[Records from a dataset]

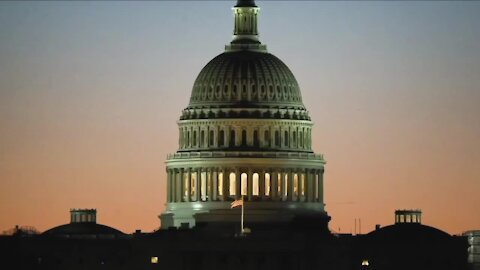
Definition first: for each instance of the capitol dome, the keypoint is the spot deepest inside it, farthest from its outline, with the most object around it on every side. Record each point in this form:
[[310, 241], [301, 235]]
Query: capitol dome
[[245, 135], [246, 79]]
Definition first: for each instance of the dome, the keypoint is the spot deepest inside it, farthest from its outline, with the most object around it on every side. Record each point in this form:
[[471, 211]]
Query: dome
[[85, 228], [245, 135], [408, 232], [246, 79]]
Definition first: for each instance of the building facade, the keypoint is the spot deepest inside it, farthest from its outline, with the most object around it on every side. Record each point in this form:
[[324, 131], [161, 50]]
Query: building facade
[[245, 133]]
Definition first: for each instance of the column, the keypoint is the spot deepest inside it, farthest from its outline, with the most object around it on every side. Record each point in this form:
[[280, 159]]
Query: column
[[250, 185], [273, 183], [290, 195], [261, 184], [226, 184], [169, 186], [199, 185], [281, 185], [178, 186], [320, 186], [238, 183], [189, 186], [181, 188], [214, 184], [305, 187]]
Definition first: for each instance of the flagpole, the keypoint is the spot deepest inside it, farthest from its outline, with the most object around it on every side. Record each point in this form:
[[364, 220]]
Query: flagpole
[[242, 213]]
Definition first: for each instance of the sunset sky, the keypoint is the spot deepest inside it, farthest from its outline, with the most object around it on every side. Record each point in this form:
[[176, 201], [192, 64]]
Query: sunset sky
[[90, 93]]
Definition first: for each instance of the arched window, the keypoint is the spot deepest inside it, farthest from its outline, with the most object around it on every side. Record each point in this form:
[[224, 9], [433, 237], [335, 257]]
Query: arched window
[[286, 138], [266, 138], [185, 186], [255, 188], [194, 138], [203, 186], [302, 185], [244, 185], [221, 138], [232, 184], [193, 186], [277, 138], [220, 184], [267, 184], [295, 185], [300, 137], [294, 139], [244, 138], [210, 138], [232, 137], [256, 141], [285, 185]]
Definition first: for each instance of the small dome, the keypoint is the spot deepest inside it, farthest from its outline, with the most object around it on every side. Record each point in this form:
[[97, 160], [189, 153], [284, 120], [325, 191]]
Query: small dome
[[246, 79], [86, 228], [408, 232]]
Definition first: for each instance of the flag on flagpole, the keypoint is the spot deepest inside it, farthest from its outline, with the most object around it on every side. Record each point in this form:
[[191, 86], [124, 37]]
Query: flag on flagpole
[[236, 203]]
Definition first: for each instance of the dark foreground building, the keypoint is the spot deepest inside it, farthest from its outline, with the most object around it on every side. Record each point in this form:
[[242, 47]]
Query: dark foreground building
[[245, 137], [84, 244]]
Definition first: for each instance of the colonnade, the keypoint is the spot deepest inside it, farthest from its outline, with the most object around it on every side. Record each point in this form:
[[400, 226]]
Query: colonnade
[[222, 135], [227, 184]]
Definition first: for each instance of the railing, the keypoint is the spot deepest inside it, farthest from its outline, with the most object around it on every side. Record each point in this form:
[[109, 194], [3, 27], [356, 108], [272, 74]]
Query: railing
[[222, 154]]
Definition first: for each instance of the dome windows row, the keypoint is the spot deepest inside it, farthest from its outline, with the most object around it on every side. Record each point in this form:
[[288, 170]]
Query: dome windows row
[[210, 137], [295, 114], [244, 92], [213, 184]]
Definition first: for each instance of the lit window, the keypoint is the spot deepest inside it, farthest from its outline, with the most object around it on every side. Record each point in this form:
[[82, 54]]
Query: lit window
[[220, 184], [232, 184], [244, 183]]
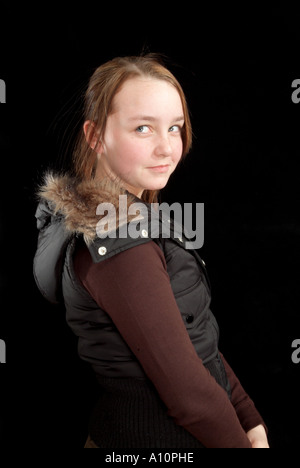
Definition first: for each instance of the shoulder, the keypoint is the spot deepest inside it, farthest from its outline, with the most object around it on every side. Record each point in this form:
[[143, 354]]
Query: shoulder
[[99, 259]]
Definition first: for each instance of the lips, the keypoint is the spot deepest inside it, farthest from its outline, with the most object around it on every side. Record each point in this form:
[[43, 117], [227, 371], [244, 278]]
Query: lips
[[162, 169]]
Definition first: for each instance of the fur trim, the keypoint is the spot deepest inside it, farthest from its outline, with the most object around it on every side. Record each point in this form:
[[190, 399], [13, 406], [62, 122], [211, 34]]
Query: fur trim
[[78, 201]]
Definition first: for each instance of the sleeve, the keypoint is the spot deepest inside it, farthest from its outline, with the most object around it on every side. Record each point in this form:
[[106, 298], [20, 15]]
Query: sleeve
[[246, 411], [134, 289]]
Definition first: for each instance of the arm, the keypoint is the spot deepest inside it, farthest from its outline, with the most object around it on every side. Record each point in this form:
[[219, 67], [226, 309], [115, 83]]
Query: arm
[[133, 287], [248, 415]]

What needs to be done:
Reproduce, exactly as they stand in the data above, the lines from the one that holds "Query: shoulder" to the one that holds "[[219, 67], [226, 309], [115, 83]]", inclusive.

Your response:
Query: shoulder
[[99, 259]]
Definition first: for each instance of the lips, the keypoint is the spot deepest inside it, farthest from its outline, with the most object around it on every side. Record each point in this form:
[[43, 117], [227, 371], [244, 278]]
Query: lips
[[162, 169]]
Definition first: for each instance of the fur trim, the keypoint is the spot deepest inside it, farthest from its outline, with the most object around it on every side. Record each point in this form:
[[190, 399], [13, 406], [62, 122], [211, 34]]
Query: fur trim
[[78, 201]]
Definition first: for each instance of the sleeve, the keypoint is the spot deepest inside it, farthest from its outline, with the most object around it on every side. Record each point in this form:
[[106, 298], [20, 15]]
Query: sleeve
[[246, 411], [134, 289]]
Definition first: for each instance of the arm, the keypoint is the spot deepest inside it, farthest from its outline, with the most object around it on every side. Record each point in this form:
[[219, 67], [226, 309], [115, 83]]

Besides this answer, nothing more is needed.